___ RECORDED DATA
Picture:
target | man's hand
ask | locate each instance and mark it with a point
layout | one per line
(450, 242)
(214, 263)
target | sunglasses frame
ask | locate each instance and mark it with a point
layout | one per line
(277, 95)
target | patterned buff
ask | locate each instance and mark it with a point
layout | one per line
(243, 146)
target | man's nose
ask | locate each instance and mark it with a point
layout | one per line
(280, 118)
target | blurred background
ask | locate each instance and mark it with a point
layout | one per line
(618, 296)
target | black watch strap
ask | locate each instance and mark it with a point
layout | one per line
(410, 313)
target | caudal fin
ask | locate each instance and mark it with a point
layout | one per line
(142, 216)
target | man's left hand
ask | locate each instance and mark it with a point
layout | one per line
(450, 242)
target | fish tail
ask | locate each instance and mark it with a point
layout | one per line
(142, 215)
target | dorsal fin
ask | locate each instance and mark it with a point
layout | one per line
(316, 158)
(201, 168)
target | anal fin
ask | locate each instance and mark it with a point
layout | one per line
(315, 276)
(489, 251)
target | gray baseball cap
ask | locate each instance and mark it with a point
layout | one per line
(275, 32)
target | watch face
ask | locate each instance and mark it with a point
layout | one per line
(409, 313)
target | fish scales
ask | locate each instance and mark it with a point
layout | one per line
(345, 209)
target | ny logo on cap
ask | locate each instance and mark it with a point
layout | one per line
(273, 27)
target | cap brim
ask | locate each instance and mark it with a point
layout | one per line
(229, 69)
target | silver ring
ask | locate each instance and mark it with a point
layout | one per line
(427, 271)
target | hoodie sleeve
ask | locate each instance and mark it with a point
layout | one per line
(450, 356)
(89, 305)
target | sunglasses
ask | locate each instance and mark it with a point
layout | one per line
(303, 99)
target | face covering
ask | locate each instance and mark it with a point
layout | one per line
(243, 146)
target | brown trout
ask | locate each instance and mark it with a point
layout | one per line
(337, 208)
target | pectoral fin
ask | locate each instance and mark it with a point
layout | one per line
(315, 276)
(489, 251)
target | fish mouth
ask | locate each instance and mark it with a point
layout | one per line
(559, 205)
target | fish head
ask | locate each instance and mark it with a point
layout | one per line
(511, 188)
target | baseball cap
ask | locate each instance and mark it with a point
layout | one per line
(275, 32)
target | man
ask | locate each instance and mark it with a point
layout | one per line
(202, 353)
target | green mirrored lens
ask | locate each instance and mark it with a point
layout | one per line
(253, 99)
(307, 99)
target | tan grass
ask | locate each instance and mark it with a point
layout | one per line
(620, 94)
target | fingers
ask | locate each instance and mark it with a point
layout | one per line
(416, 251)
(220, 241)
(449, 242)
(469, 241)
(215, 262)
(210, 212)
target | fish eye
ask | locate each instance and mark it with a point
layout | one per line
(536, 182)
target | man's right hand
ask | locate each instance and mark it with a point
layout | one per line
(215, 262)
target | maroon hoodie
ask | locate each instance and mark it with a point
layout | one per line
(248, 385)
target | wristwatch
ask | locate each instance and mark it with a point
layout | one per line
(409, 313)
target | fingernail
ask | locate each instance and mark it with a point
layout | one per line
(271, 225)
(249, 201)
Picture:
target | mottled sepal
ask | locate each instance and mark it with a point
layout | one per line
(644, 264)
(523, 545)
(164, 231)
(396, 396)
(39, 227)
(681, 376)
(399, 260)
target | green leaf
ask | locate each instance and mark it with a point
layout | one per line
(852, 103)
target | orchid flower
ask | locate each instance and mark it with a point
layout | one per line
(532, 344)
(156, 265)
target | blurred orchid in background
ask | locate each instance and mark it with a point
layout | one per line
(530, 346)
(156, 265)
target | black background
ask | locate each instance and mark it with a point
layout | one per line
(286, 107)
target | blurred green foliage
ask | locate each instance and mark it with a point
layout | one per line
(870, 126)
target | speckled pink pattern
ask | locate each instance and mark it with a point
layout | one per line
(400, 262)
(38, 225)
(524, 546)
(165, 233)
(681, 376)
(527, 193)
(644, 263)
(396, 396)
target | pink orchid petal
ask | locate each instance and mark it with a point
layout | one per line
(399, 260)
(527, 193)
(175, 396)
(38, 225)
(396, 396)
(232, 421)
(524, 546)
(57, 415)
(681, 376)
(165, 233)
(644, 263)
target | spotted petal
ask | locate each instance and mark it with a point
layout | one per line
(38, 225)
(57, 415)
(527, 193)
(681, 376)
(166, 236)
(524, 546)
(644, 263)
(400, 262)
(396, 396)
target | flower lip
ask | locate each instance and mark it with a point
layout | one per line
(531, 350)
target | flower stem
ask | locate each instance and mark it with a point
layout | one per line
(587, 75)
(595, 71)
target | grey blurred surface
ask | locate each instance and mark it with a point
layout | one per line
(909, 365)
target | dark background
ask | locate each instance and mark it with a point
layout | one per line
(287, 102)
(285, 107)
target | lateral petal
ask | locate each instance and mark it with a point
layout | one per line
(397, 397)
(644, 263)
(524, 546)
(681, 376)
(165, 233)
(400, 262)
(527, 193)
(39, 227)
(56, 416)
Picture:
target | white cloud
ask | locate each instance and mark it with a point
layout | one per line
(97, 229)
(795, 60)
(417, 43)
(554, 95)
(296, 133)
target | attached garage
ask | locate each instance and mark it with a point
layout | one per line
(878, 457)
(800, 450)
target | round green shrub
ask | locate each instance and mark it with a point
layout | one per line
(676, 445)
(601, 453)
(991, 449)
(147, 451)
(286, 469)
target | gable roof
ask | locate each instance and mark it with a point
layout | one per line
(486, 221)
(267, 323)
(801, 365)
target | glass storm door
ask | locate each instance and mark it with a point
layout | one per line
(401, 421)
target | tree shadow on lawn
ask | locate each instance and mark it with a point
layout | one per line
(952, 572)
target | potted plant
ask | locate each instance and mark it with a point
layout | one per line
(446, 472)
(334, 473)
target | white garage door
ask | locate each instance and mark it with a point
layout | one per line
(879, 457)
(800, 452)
______
:: WHAT IS ASKED ::
Repeat every line of the data, exactly and in full.

:: COMPLETE ANSWER ::
Picture:
target | man's hand
ask | locate each instance and mark it with a point
layout | one per line
(450, 242)
(214, 263)
target | sunglasses frame
ask | locate each instance and mark it with a point
layout | one per line
(277, 95)
target | patterned buff
ask | locate each instance and mark it with a point
layout | one per line
(243, 146)
target | man's nose
ask | locate each instance and mark it with a point
layout | one per line
(280, 118)
target | blurred background
ask | locate each instance and mark it with a point
layout | one per line
(618, 296)
target | black watch strap
ask | locate each instance and mark it with a point
layout | one per line
(410, 313)
target | caudal fin
ask | locate each instance and mark it with a point
layout | one per line
(142, 216)
target | man's left hand
ask | locate each instance and mark it with a point
layout | one per line
(450, 242)
target | fish tail
ask | locate each instance and mark it with a point
layout | one per line
(142, 215)
target | dorsal fin
ask | locate each instance and mark it with a point
layout | one per line
(316, 158)
(201, 168)
target | anal fin
ask | locate each instance and mark it with a point
layout | one per line
(315, 276)
(489, 251)
target | gray baseball cap
ask | locate each instance and mark it with a point
layout | one per line
(275, 32)
target | watch face
ask | locate each instance and mark it with a point
layout | one per line
(409, 313)
target | fish scales
ask | locate each instance and mark it with a point
layout | one per line
(345, 209)
target | ny logo on cap
ask | locate each instance and mark it with a point
layout | one per line
(273, 27)
target | cap brim
ask | locate each instance and mark it with a point
layout | one per line
(229, 69)
target | silver ring
ask | locate each instance and mark it with a point
layout | one per line
(427, 271)
target | hoodie sleeve
ask | locate each instance and mark it with a point
layout | one per line
(450, 356)
(89, 305)
target | sunglasses
ask | locate each instance and mark it with a point
layout | one per line
(303, 99)
target | face covering
ask | locate each instance and mark it with a point
layout | one per line
(243, 146)
target | brown trout
ask | locate each instance and mark it with a point
layout | one per line
(337, 208)
target | pectoral fin
ask | locate each instance and mark it with a point
layout | one per line
(315, 276)
(489, 251)
target | fish mouth
ask | locate each instance and mark it with a point
layout | one per line
(559, 205)
target | fish head
ask | locate each instance and mark it with a point
layout | one per line
(511, 188)
target | baseball cap
ask | locate each instance and mark it with a point
layout | one per line
(275, 32)
target | man
ask | locate each instance and mark it with a point
layout | one per line
(202, 353)
target | green mirrored lens
ask | locate each instance and mark it with a point
layout | one per line
(253, 99)
(307, 99)
target | tan grass
ask | locate each instance and mark it with a point
layout | one per line
(620, 94)
target | fingers
ask | locate each instance and mark it with a point
layout | one per line
(416, 251)
(220, 241)
(449, 242)
(469, 241)
(215, 262)
(210, 212)
target | fish eye
ask | locate each instance and mark it with a point
layout | one per line
(536, 182)
target | man's right hand
ask | locate each instance and mark it with a point
layout | one per line
(215, 262)
target | maroon hoodie
ask | locate each instance and mark it with a point
layout | one per line
(248, 385)
target | wristwatch
ask | locate each instance and mark it with a point
layout | one per line
(409, 313)
target | fingernail
ask | locate each instance and mark it with a point
layout | one per line
(271, 225)
(249, 201)
Picture:
target | mottled sepal
ask | locate each instance and mark it with a point
layout | one per line
(644, 264)
(523, 545)
(164, 231)
(396, 396)
(39, 227)
(681, 376)
(399, 260)
target | green leaf
ask | locate each instance and mark it with a point
layout | one per line
(852, 103)
target | orchid flower
ask | locate each instance and mark it with a point
layout | one per line
(532, 344)
(156, 265)
target | blurred orchid in background
ask | locate each instance and mark it with a point
layout | one per line
(530, 346)
(156, 265)
target | black background
ask | locate each instance and mark it with a point
layout | one per line
(286, 107)
target | blurred green foliage
ask | locate each instance and mark it with a point
layout | one per line
(870, 126)
target | speckled pink pattern
ask | locate each instance and mark it with a point
layout | one per line
(400, 262)
(38, 225)
(524, 546)
(165, 233)
(681, 376)
(527, 193)
(644, 263)
(396, 396)
target | pink orchid petal
ask | locate each instance and mark it with a point
layout | one per line
(399, 260)
(527, 193)
(175, 396)
(38, 225)
(396, 396)
(232, 421)
(524, 546)
(57, 415)
(681, 376)
(165, 233)
(644, 263)
target | spotted petal
ask | locate each instance and mark it with a point
layout | one per line
(38, 225)
(57, 415)
(527, 193)
(681, 376)
(166, 236)
(524, 546)
(644, 263)
(400, 262)
(396, 396)
target | flower lip
ask | locate each instance and mark it with a point
layout | one per line
(531, 350)
target | flower stem
ask | locate each instance and mark it with a point
layout | one per line
(587, 75)
(595, 71)
target | grey blurred surface
ask | locate each instance and mark it with a point
layout | one per line
(909, 365)
target | dark background
ask | locate each instance and mark it with a point
layout | one per line
(287, 102)
(285, 107)
target | lateral petal
ask | locate each instance and mark it with a point
layout | one per line
(397, 397)
(644, 263)
(524, 546)
(681, 376)
(165, 233)
(400, 262)
(527, 193)
(39, 227)
(56, 416)
Picture:
target | white cloud
ask | locate each instance and mark it with a point
layout | one per line
(97, 229)
(795, 60)
(417, 43)
(554, 95)
(296, 133)
target | attached garage
ask | locate each instance and mark it with a point
layout | one per line
(878, 457)
(800, 450)
target | round green shrub
ask | locate each instance and mark it with a point
layout | one per line
(676, 445)
(601, 453)
(991, 449)
(147, 451)
(286, 469)
target | gable roof
ask | locate each instance and mark it with a point
layout | one per line
(486, 221)
(267, 323)
(801, 365)
target | glass storm door
ask | locate each instance and mark it with a point
layout | one per line
(401, 421)
target | tree shadow on lawn
ask | locate each instance and mark it with a point
layout | one per line
(952, 572)
target | potted plant
ask | locate each instance and mark it with a point
layout | one per line
(446, 472)
(334, 473)
target | white garage door
ask | locate each instance and mark it with a point
layout | one per line
(879, 457)
(800, 452)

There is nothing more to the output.